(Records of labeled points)
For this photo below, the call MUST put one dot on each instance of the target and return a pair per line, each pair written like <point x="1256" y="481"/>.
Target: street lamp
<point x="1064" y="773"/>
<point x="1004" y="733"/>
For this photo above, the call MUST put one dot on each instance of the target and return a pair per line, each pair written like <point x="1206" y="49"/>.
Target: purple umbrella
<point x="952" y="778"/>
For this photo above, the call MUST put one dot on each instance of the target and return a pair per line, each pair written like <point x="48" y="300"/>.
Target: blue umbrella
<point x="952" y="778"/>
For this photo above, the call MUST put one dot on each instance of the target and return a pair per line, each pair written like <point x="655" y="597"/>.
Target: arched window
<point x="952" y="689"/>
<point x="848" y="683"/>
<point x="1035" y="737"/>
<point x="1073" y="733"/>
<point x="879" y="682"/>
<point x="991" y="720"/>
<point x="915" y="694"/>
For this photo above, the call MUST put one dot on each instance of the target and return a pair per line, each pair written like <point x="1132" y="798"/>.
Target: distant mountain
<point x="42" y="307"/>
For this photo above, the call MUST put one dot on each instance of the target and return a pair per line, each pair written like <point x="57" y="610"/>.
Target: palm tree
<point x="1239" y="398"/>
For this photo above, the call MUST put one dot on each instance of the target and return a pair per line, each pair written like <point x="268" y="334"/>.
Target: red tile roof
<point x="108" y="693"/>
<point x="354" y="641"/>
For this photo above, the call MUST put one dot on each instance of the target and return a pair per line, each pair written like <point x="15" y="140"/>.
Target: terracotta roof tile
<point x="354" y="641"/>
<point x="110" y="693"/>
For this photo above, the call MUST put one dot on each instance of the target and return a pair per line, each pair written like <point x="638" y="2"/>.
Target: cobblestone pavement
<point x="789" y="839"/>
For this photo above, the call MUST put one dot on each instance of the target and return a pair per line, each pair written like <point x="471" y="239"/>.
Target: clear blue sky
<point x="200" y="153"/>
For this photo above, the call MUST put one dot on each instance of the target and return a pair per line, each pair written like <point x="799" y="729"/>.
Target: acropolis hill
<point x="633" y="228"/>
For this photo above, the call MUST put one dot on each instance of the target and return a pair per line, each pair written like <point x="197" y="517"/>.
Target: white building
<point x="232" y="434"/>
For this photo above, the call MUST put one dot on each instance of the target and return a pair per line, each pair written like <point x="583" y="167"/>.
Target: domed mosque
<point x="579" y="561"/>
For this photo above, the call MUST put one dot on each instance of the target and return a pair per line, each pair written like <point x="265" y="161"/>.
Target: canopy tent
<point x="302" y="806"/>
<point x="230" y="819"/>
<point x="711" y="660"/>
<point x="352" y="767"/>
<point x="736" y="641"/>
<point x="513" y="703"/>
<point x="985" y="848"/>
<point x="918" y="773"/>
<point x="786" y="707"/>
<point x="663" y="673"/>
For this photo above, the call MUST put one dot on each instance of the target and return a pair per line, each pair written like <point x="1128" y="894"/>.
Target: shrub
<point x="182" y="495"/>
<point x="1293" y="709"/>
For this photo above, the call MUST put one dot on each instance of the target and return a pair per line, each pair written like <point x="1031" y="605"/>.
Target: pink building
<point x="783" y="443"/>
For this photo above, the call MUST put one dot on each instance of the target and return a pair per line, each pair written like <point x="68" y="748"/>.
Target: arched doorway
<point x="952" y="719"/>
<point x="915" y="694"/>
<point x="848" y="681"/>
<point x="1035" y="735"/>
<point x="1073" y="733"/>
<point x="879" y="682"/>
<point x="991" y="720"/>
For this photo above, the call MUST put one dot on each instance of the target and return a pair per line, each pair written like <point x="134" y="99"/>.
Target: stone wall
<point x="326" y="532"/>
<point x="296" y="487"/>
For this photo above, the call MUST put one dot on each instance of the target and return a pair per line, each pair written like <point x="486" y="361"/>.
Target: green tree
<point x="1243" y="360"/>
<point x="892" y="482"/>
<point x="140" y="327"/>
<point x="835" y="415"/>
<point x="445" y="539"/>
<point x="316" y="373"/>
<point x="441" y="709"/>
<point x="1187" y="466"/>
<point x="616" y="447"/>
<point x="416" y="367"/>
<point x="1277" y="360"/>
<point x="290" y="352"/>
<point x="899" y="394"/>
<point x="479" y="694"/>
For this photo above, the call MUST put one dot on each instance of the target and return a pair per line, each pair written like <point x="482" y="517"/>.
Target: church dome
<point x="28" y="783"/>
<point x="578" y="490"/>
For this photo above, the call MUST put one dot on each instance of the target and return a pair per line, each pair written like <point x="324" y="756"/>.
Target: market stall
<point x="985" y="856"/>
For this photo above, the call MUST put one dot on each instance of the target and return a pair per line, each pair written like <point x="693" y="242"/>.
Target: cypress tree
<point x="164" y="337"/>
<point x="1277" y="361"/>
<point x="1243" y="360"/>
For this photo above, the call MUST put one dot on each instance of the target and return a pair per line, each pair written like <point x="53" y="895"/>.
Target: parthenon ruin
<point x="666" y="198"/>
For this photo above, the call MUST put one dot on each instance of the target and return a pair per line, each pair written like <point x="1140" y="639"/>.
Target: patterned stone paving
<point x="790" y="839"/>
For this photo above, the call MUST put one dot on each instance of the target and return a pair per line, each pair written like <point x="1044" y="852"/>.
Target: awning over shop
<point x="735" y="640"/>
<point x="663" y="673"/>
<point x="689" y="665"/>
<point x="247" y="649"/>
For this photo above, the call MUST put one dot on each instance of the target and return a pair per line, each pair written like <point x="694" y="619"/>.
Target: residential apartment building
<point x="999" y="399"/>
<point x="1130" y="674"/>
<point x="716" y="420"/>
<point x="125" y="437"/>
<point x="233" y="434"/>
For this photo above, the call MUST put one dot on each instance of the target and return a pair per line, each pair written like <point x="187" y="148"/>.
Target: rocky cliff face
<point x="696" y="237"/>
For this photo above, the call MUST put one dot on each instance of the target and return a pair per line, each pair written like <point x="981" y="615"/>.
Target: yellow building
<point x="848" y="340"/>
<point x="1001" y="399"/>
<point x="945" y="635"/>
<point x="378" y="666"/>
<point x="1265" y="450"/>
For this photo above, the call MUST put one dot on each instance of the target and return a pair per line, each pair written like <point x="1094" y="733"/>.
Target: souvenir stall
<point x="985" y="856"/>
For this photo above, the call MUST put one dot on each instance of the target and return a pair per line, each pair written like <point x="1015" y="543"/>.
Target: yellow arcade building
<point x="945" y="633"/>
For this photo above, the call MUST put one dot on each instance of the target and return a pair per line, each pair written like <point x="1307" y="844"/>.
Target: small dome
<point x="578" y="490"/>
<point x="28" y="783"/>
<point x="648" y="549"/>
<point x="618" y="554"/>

Written instruction |
Output each record precisely as given.

Expected answer |
For this photo below, the call MUST put one dot on each instance of the target and return a pair per line, each pair written like <point x="1256" y="481"/>.
Target: street lamp
<point x="1064" y="773"/>
<point x="1004" y="733"/>
For this photo above, the call MUST put one dot on each instance of the target and return a pair per line, each pair written like <point x="1206" y="49"/>.
Target: purple umbrella
<point x="952" y="778"/>
For this photo above, the call MUST put one dot on each instance of the target and return a pair per line, each pair written like <point x="48" y="300"/>.
Target: blue umbrella
<point x="952" y="778"/>
For this photo above, the call MUST put one dot on each instance of the target and return a pair per line, each pair written like <point x="655" y="597"/>.
Target: arched window
<point x="952" y="689"/>
<point x="848" y="683"/>
<point x="1035" y="737"/>
<point x="1073" y="733"/>
<point x="879" y="682"/>
<point x="991" y="720"/>
<point x="915" y="694"/>
For this photo above, the call MUST put one dot on each instance of the target and return a pair per line, each pair written like <point x="1132" y="798"/>.
Target: distant mountain
<point x="42" y="307"/>
For this photo above, the call MUST put one dot on each instance of the target and return a pair per line, each pair written like <point x="57" y="610"/>.
Target: palm tree
<point x="1239" y="398"/>
For this photo above, the call MUST put one dot on each instance of the target and return a pair per line, each pair written like <point x="268" y="334"/>.
Target: red tile roof
<point x="108" y="693"/>
<point x="354" y="641"/>
For this photo above, the call MUST put one dot on each instance of the target and return a pair per line, each pair written like <point x="15" y="140"/>.
Target: terracotta roof tile
<point x="354" y="641"/>
<point x="110" y="693"/>
For this photo above, the call MUST put one dot on each instance of the target and return a pair per line, each pair written like <point x="638" y="2"/>.
Target: cobblestone pavement
<point x="789" y="839"/>
For this photo above, the call MUST put one dot on each instance of the target and return a pair per line, each pair written like <point x="471" y="239"/>.
Target: clear blue sky
<point x="200" y="153"/>
For this photo above, the call MUST put one dot on each instance of the target and return a pair per line, each pair written like <point x="799" y="729"/>.
Target: acropolis hill
<point x="633" y="228"/>
For this photo above, the call MUST put one dot on each instance of the target and return a pair per line, each pair written like <point x="197" y="517"/>.
Target: white building
<point x="232" y="434"/>
For this photo above, the call MUST put one dot on each instance of the target and return a pair per line, each pair written like <point x="583" y="167"/>.
Target: domed mosque
<point x="579" y="561"/>
For this photo above, the call MUST put one dot on each instance of the target and return a pair per line, each pair written like <point x="265" y="161"/>.
Target: canopy tent
<point x="302" y="806"/>
<point x="230" y="819"/>
<point x="711" y="660"/>
<point x="352" y="767"/>
<point x="736" y="641"/>
<point x="513" y="703"/>
<point x="985" y="848"/>
<point x="918" y="773"/>
<point x="786" y="707"/>
<point x="663" y="673"/>
For this photo above, the call MUST put one dot on each instance of the target and return a pair per line, each pair written like <point x="1128" y="894"/>.
Target: shrub
<point x="182" y="495"/>
<point x="1293" y="709"/>
For this photo above, the call MUST put one dot on each instance of the target and return a pair per line, each pair written like <point x="1031" y="605"/>.
Target: pink building
<point x="783" y="443"/>
For this photo above, the call MUST put one dot on each instance of the target and return a pair per line, each pair written like <point x="68" y="748"/>.
Target: arched doorway
<point x="952" y="719"/>
<point x="915" y="694"/>
<point x="848" y="681"/>
<point x="1035" y="735"/>
<point x="1073" y="733"/>
<point x="879" y="682"/>
<point x="991" y="720"/>
For this photo above, the call MUST put one dot on each instance of the target and return a pair per line, each pair written like <point x="134" y="99"/>.
Target: stone wall
<point x="326" y="532"/>
<point x="296" y="487"/>
For this photo above, the call MUST put one dot on each instance of the target and return a pair per line, each pair written like <point x="486" y="361"/>.
Target: green tree
<point x="1243" y="360"/>
<point x="892" y="482"/>
<point x="140" y="327"/>
<point x="835" y="415"/>
<point x="445" y="539"/>
<point x="316" y="373"/>
<point x="441" y="709"/>
<point x="1187" y="466"/>
<point x="616" y="447"/>
<point x="416" y="367"/>
<point x="1277" y="360"/>
<point x="290" y="352"/>
<point x="899" y="394"/>
<point x="479" y="694"/>
For this photo above, the call MUST put one dot on each instance of the target and return a pair per line, each pair written like <point x="482" y="517"/>.
Target: church dome
<point x="28" y="783"/>
<point x="578" y="490"/>
For this photo above, the call MUST put one dot on each instance of the target and return a pair per line, each pair written like <point x="324" y="756"/>.
Target: market stall
<point x="985" y="856"/>
For this photo above, the call MUST put one dot on each instance of the target and return a pair per line, each pair written like <point x="693" y="242"/>.
Target: cypress tree
<point x="164" y="337"/>
<point x="1277" y="361"/>
<point x="1243" y="360"/>
For this photo above, the call MUST put one dot on each instance of the target and return a pair per line, each pair written like <point x="53" y="895"/>.
Target: parthenon ruin
<point x="666" y="198"/>
For this photo above, the call MUST put one dot on each instance of the target and return a pair per line, each pair written like <point x="1140" y="639"/>.
Target: patterned stone paving
<point x="790" y="839"/>
For this photo above, the call MUST put one dot on each instance of the target and return a pair per line, each pair written like <point x="1044" y="852"/>.
Target: awning over shop
<point x="735" y="640"/>
<point x="663" y="673"/>
<point x="689" y="665"/>
<point x="247" y="649"/>
For this photo above, the call MUST put one dot on each instance of the target and return a pair per line, each pair written like <point x="694" y="619"/>.
Target: residential apartment building
<point x="999" y="399"/>
<point x="1130" y="674"/>
<point x="716" y="420"/>
<point x="125" y="437"/>
<point x="233" y="434"/>
For this photo above, the call MUST put one dot on each instance of the target and return a pair per line, each pair written like <point x="187" y="148"/>.
Target: rocky cliff face
<point x="696" y="237"/>
For this photo above, the call MUST put one dot on each instance of the target and return a pair per line, each pair written like <point x="981" y="615"/>.
Target: yellow building
<point x="848" y="340"/>
<point x="1001" y="399"/>
<point x="945" y="635"/>
<point x="378" y="666"/>
<point x="1265" y="450"/>
For this photo above, the call MUST put one dot on each instance of the target and return a pair per line, each pair written like <point x="1094" y="733"/>.
Target: souvenir stall
<point x="985" y="856"/>
For this photo above, the call MUST put one dot on each instance of the target and return a pair per line, each pair written like <point x="1015" y="543"/>.
Target: yellow arcade building
<point x="945" y="633"/>
For this photo above, the call MUST put one dot on each instance of the target and return a pair per line, each pair written like <point x="1307" y="844"/>.
Target: small dome
<point x="578" y="490"/>
<point x="28" y="783"/>
<point x="648" y="549"/>
<point x="618" y="554"/>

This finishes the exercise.